++++ Supplied entries

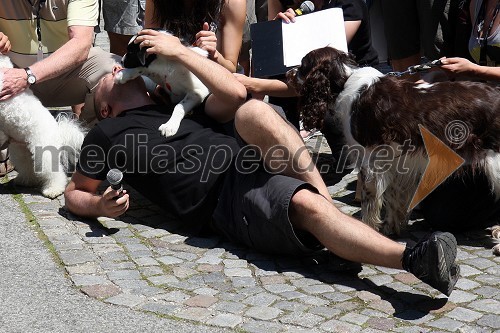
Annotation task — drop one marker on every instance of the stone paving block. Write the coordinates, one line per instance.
(467, 270)
(225, 320)
(355, 318)
(75, 257)
(254, 326)
(194, 314)
(127, 285)
(209, 259)
(279, 288)
(169, 260)
(160, 308)
(299, 318)
(263, 312)
(101, 291)
(463, 314)
(162, 279)
(318, 289)
(382, 324)
(459, 296)
(126, 300)
(335, 325)
(486, 305)
(124, 275)
(89, 280)
(446, 324)
(86, 269)
(312, 300)
(202, 301)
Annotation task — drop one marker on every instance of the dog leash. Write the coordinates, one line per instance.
(417, 68)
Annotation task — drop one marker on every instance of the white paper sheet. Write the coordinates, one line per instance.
(313, 31)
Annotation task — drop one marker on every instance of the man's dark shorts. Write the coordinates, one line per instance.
(253, 209)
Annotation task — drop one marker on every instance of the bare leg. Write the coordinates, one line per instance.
(118, 43)
(258, 124)
(341, 234)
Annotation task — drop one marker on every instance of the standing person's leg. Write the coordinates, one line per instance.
(402, 32)
(73, 87)
(122, 20)
(258, 124)
(435, 27)
(432, 260)
(261, 10)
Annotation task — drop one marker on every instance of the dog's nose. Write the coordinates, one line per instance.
(116, 69)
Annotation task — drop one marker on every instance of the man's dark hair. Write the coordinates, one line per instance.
(172, 16)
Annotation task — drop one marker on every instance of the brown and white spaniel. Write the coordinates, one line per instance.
(381, 118)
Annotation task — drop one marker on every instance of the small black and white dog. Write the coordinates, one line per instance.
(183, 87)
(377, 110)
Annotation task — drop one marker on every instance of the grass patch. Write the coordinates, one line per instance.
(30, 217)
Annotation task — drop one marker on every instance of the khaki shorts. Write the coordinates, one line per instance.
(72, 88)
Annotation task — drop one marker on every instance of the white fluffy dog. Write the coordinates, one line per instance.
(41, 148)
(183, 87)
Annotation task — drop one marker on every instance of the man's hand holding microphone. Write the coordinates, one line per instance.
(115, 200)
(288, 16)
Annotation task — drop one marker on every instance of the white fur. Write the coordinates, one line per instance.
(187, 91)
(394, 189)
(30, 129)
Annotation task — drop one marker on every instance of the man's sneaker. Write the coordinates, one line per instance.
(433, 261)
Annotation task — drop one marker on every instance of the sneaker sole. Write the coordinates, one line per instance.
(447, 269)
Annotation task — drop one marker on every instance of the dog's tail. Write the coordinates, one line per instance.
(72, 134)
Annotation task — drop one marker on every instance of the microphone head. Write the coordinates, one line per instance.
(307, 7)
(114, 178)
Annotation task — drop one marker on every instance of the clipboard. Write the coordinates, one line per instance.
(278, 46)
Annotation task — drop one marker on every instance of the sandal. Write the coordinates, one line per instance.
(5, 167)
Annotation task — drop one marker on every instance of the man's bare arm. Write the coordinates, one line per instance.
(81, 198)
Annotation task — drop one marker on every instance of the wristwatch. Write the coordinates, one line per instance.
(31, 77)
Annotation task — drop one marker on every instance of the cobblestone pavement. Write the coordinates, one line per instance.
(140, 262)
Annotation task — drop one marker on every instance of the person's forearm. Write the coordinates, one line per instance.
(271, 87)
(218, 79)
(69, 56)
(488, 73)
(83, 203)
(229, 65)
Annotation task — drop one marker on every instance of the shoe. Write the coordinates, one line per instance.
(433, 261)
(5, 167)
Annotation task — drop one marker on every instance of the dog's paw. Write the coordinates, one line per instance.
(52, 192)
(495, 231)
(496, 250)
(168, 129)
(119, 78)
(21, 180)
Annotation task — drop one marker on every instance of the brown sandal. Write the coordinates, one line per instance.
(5, 167)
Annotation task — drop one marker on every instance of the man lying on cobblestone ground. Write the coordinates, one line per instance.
(209, 180)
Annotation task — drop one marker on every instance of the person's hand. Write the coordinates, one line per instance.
(206, 40)
(159, 43)
(458, 66)
(248, 82)
(111, 206)
(287, 17)
(14, 81)
(4, 43)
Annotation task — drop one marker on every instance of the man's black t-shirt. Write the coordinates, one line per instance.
(182, 173)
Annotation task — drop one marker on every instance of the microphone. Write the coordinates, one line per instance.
(115, 178)
(305, 8)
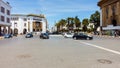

++++++++

The problem.
Change every "marker" in the listing above to "pin", keeping everything else the same. Leave the pictures out of your answer.

Solution to this exercise.
Annotation task — drop one pin on every instance of the stone paving block. Write the coordinates, one line per instance.
(467, 270)
(225, 320)
(355, 318)
(75, 257)
(254, 326)
(194, 314)
(127, 285)
(209, 259)
(279, 288)
(169, 260)
(160, 308)
(299, 318)
(263, 312)
(101, 291)
(463, 314)
(162, 279)
(318, 289)
(382, 324)
(459, 296)
(126, 300)
(335, 325)
(486, 305)
(124, 275)
(89, 280)
(446, 324)
(86, 269)
(312, 300)
(202, 301)
Annotation task — drop one pin on every instance of the dog leash. Write the coordinates, one line per instance.
(417, 68)
Annotation task — drop one pin on every instance of the white paper sheet. Write the coordinates, one line per instance.
(313, 31)
Annotation task — drop one pin on every instance of the man's dark shorts. Write the coordinates, one line per instance.
(253, 209)
Annotation task — drop one pin on every instance of the bare leg. Write the coordinates, one line per instance.
(118, 43)
(258, 124)
(341, 234)
Annotation task — drop one pin on every instance of the standing person's leg. Write the coordinates, one line per instance.
(402, 32)
(73, 87)
(122, 20)
(258, 124)
(435, 27)
(432, 260)
(261, 10)
Annotation task — drop one pin on every instance of the dog's nose. Write the coordinates, one line per instance.
(116, 69)
Annotation task — drop one pin on every instance of the man's dark hair. Write the coordinates, one line per instance.
(172, 16)
Annotation task — drop one pin on every instance of the brown and white spaniel. Write the coordinates, one line per instance.
(381, 118)
Annotation task — drop one pin on every instance of the small black and white dog. Write the coordinates, one line per instance.
(183, 87)
(377, 110)
Annotation task — drop one pin on every instance of the grass patch. Write the coordinates, one line per instance.
(30, 217)
Annotation task — drop one pin on every instance of the khaki shorts. Write the coordinates, one line per instance.
(72, 88)
Annotation task — drop one pin on every instance of the white fluffy dog. Write the coordinates, one line per instance.
(41, 148)
(183, 87)
Annotation task — drop one pin on every instance of the man's hand holding microphone. Write the coordinates, one line per instance.
(115, 200)
(288, 16)
Annotation task — drop one pin on every instance of the white fur. Write the coordinates, one line per instance.
(187, 91)
(394, 189)
(30, 129)
Annotation task — drop one pin on every instance of the man's sneaker. Write the coordinates, one line per instance.
(433, 261)
Annotation task — drop one pin on every instance of the sneaker sole. Write the coordinates, one line per instance.
(447, 269)
Annotation task — drop one pin on every instance of the dog's tail. Write the coordinates, one line per instance.
(72, 134)
Annotation task — drop one pin on every instance of the microphone head. Write the coordinates, one line per instance.
(307, 7)
(114, 178)
Annotation task — drop one pin on every instance of the clipboard. Write the coordinates, one line per instance.
(278, 46)
Annotation task — drop one pin on every instance of the sandal. Write the coordinates, one line per instance.
(5, 167)
Annotation task — drop one pin on every instance of the man's bare arm. Write the coordinates, one line per instance.
(81, 198)
Annotation task — drop one pin on every instance of the wristwatch. Write the coordinates, one line per instance.
(31, 77)
Annotation task — drop one pin on every instance of the cobblestone pavement. Write the coordinates, one line per instance.
(140, 262)
Annotation task — drop one pin on every instance of the person's forearm. Write the coordinates, one line per instance.
(271, 87)
(218, 79)
(69, 56)
(488, 73)
(83, 203)
(229, 65)
Annotation task — drop one pin on every instance of the shoe. Write the coordinates, one line per instance.
(433, 261)
(5, 167)
Annotation task — drop one pin on every instance of the dog's paw. Write the coordinates, one line per instance.
(52, 192)
(495, 231)
(496, 250)
(168, 129)
(119, 78)
(21, 180)
Annotation task — drop one pin on every instance of the brown sandal. Write the coordinates, one line per instance.
(5, 167)
Annotation task — drop one pin on every instance of the man lying on cobblestone ground. Write the coordinates, one line per instance.
(209, 180)
Annotation task — drop one pin on every instance of the person's hand. Write the coordinates, one line per instance.
(206, 40)
(159, 43)
(458, 66)
(248, 82)
(111, 206)
(287, 17)
(14, 81)
(4, 43)
Annotation task — drop one pin on every instance of the man's black t-shirt. Write the coordinates, one line per instance.
(182, 173)
Annotation task — drop one pin on every instance of the microphone. Write the coordinates, one line per instance.
(115, 178)
(305, 8)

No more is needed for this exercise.